_THE PROBLEM:_ Read through the records below and copy each line that uses the word "keys".

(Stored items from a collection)

┌──

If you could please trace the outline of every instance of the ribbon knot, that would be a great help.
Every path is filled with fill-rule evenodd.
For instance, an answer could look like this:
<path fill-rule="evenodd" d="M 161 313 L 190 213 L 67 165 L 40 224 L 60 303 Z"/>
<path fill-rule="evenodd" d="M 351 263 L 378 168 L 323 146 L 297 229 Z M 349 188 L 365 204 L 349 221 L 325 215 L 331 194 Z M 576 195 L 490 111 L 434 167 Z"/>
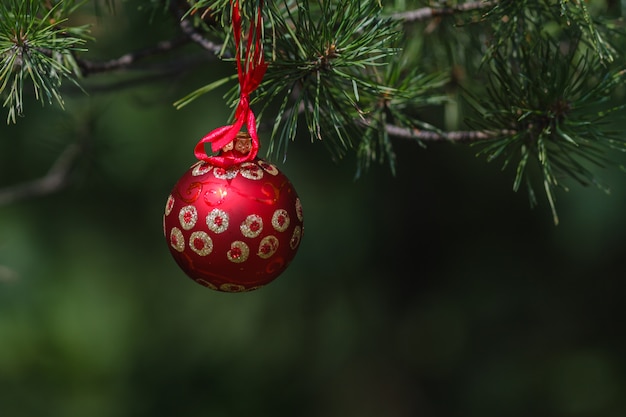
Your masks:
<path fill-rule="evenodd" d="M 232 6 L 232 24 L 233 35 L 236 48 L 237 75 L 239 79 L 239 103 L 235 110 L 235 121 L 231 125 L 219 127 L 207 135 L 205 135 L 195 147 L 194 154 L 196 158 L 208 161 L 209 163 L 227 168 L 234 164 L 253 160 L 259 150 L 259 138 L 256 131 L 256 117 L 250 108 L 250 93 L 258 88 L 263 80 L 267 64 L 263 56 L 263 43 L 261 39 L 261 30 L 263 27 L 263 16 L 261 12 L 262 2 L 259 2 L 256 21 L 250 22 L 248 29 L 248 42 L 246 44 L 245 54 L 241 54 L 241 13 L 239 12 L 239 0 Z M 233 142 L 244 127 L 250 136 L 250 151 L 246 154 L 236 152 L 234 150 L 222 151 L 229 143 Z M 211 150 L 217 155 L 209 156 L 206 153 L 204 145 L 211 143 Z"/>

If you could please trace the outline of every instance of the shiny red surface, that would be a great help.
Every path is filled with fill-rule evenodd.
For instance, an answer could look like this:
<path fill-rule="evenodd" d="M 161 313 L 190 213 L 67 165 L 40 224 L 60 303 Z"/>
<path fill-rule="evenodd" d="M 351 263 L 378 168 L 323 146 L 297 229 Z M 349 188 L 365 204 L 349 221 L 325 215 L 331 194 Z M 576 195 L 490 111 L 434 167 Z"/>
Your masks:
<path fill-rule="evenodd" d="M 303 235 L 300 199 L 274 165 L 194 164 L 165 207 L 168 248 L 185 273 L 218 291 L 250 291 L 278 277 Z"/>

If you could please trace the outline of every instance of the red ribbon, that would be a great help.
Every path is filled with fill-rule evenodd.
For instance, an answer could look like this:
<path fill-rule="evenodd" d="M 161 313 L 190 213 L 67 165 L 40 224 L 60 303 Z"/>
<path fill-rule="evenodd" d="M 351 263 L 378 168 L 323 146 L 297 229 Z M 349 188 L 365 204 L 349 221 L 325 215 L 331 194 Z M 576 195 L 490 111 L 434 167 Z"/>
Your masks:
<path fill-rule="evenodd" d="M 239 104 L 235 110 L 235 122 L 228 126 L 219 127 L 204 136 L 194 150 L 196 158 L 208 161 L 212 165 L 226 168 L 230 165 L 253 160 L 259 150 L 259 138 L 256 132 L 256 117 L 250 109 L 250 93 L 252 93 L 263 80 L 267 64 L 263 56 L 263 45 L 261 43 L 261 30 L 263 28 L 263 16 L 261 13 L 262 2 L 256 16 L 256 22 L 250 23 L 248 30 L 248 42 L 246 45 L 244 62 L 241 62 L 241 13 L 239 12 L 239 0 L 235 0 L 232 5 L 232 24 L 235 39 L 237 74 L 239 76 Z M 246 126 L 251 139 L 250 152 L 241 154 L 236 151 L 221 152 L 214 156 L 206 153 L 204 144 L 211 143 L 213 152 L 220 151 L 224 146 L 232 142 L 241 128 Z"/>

└──
┌──

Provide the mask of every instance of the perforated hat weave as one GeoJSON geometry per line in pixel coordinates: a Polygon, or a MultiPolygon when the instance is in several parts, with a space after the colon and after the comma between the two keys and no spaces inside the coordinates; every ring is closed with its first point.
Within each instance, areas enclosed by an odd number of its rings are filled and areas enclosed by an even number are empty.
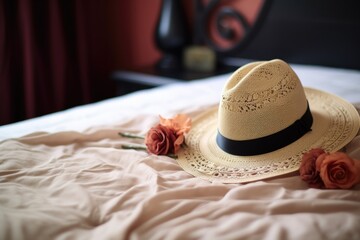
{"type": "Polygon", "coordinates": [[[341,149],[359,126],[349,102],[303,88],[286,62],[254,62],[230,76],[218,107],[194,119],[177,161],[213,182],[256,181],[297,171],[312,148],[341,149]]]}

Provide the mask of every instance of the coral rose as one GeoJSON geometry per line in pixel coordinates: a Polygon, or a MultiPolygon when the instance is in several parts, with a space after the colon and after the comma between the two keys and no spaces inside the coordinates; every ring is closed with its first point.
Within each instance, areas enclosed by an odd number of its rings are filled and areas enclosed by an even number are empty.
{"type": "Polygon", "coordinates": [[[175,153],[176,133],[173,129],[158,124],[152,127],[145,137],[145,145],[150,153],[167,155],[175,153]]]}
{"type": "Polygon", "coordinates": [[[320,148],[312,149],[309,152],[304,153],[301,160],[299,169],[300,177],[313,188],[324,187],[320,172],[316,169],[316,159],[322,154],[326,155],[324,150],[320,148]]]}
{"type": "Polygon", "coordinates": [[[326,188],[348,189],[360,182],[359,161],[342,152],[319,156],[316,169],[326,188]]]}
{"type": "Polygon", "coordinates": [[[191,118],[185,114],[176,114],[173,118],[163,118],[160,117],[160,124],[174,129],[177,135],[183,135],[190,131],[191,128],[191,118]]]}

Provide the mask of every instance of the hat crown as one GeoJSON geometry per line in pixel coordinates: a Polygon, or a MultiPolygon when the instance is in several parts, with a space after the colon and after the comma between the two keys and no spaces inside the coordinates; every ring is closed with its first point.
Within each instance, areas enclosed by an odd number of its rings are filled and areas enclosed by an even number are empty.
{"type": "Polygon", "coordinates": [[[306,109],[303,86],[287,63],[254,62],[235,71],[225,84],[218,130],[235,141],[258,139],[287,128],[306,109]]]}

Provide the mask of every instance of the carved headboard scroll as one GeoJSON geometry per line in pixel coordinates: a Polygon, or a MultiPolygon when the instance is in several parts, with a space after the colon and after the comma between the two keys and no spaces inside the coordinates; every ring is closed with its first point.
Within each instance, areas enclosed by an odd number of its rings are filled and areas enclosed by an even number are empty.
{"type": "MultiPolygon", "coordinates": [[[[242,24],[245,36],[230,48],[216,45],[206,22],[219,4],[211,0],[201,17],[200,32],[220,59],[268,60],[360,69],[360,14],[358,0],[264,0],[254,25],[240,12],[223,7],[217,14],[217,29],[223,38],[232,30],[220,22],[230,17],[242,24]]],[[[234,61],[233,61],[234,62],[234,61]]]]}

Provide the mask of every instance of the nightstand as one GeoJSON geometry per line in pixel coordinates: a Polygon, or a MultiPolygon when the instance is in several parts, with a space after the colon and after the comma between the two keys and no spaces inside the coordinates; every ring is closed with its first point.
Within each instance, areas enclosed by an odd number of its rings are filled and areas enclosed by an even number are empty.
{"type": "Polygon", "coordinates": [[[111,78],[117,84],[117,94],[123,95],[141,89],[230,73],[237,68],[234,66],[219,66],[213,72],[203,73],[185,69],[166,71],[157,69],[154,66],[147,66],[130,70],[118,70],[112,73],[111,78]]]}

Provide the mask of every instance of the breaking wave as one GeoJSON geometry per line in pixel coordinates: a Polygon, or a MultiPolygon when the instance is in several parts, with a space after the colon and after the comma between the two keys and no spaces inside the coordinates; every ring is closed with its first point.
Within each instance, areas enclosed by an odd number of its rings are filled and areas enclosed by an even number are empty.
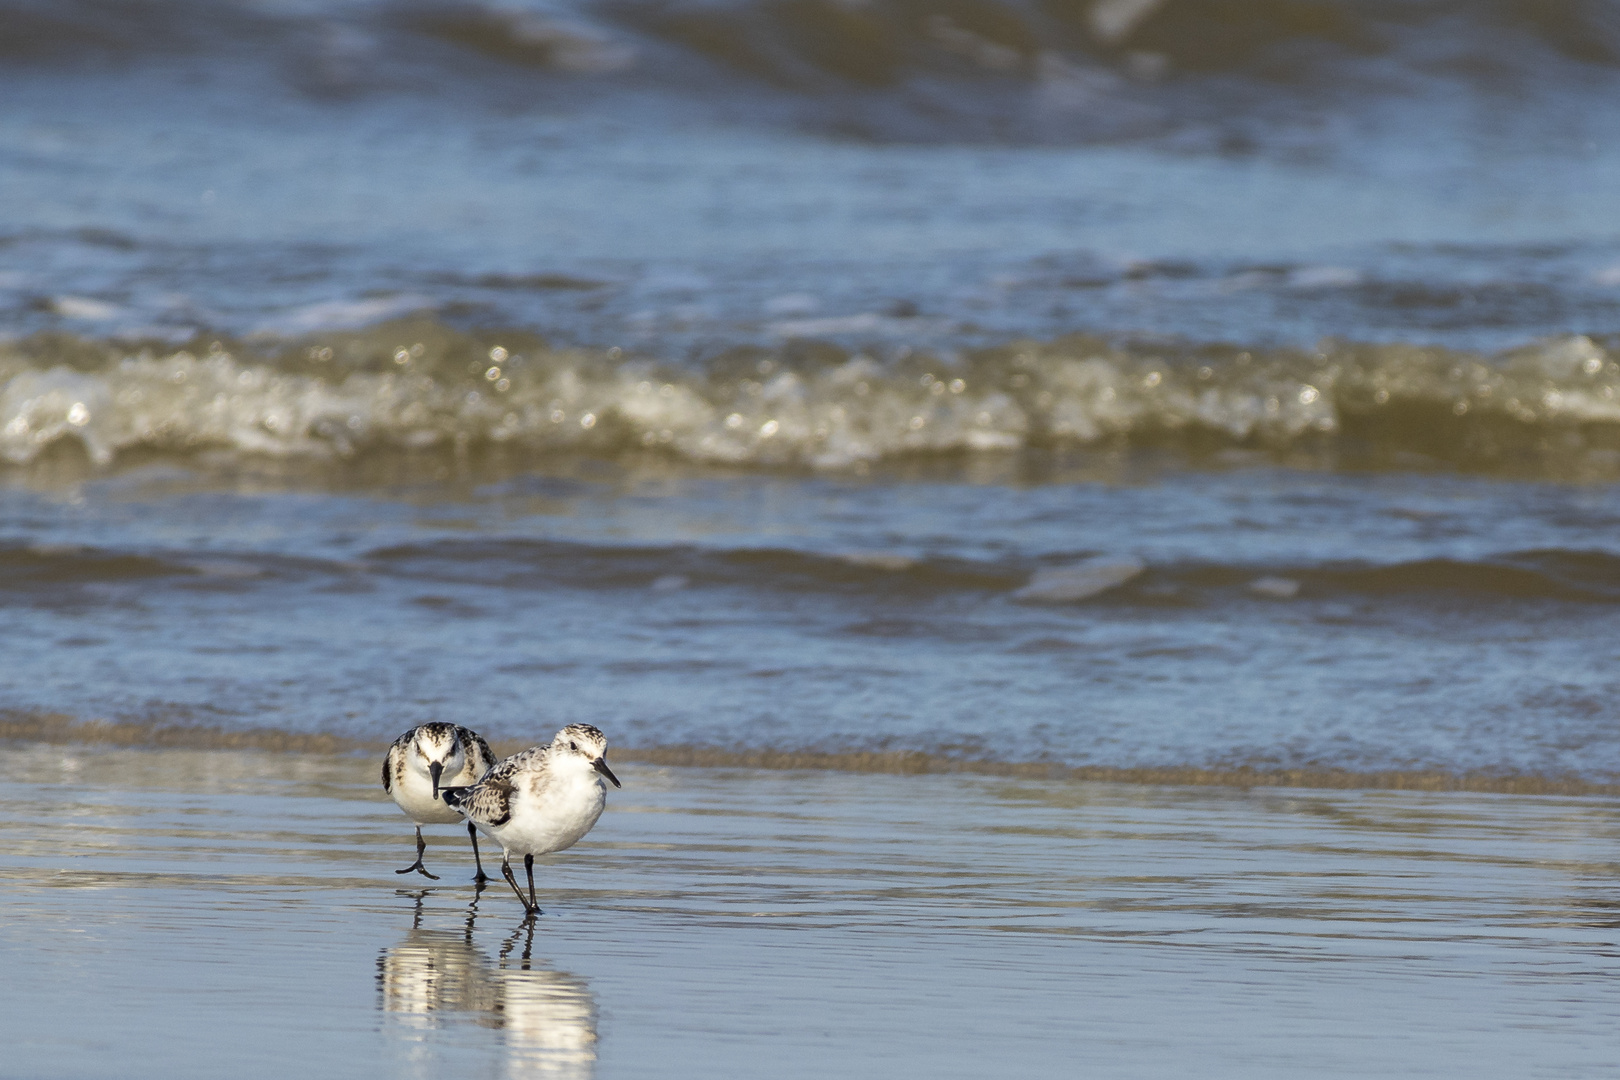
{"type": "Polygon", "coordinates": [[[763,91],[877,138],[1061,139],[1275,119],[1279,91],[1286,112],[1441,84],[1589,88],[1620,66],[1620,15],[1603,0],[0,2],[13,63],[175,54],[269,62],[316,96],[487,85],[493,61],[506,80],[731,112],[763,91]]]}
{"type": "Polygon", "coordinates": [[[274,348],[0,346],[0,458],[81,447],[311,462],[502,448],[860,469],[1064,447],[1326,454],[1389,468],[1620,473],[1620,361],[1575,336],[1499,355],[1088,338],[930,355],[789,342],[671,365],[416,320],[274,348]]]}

└──

_WRITTEN SOLUTION:_
Provide the mask of every instance of the perforated hat weave as one GeoJSON geometry per line in pixel coordinates: a Polygon, or a MultiPolygon when the instance is in several parts, with a space after the colon and after the comma between the two keys and no spaces inside the coordinates; every ring is closed with its first point.
Provide the mask of every instance of the coral rose as one GeoJSON geometry per line in pixel coordinates: a Polygon, or a MultiPolygon when the instance is in several parts, with a space after the colon and after the comma between the two keys and no spaces inside the coordinates; every ring is closed with its first point.
Provide the mask of every instance of the hat crown as one GeoJSON geometry per line in pixel coordinates: a Polygon, or a MultiPolygon when the instance is in several parts, with a space after the colon and after the comma between the two keys and no spaces inside the coordinates; every ring is closed with its first point.
Provide the mask of every instance of the carved headboard scroll as one GeoJSON geometry per line in pixel coordinates: a Polygon, or a MultiPolygon when the instance is in several parts, with a space after the colon and after the comma between the two keys and no spaces inside the coordinates; every ring is closed with its first point.
Provide the mask of every instance of the nightstand as one GeoJSON geometry per line in pixel coordinates: a Polygon, or a MultiPolygon when the instance is in several parts, with a space after the colon and after the comma between the two keys and no spaces inside the coordinates; every ring is closed with its first point.
Provide the mask of every instance of the breaking wave as one GeoJSON geometry per line in pixel coordinates: a Polygon, or a MultiPolygon when the instance is in several parts, with a space after the colon and after the comma between the two keys and no spaces inside the coordinates; every ring is closed with its first point.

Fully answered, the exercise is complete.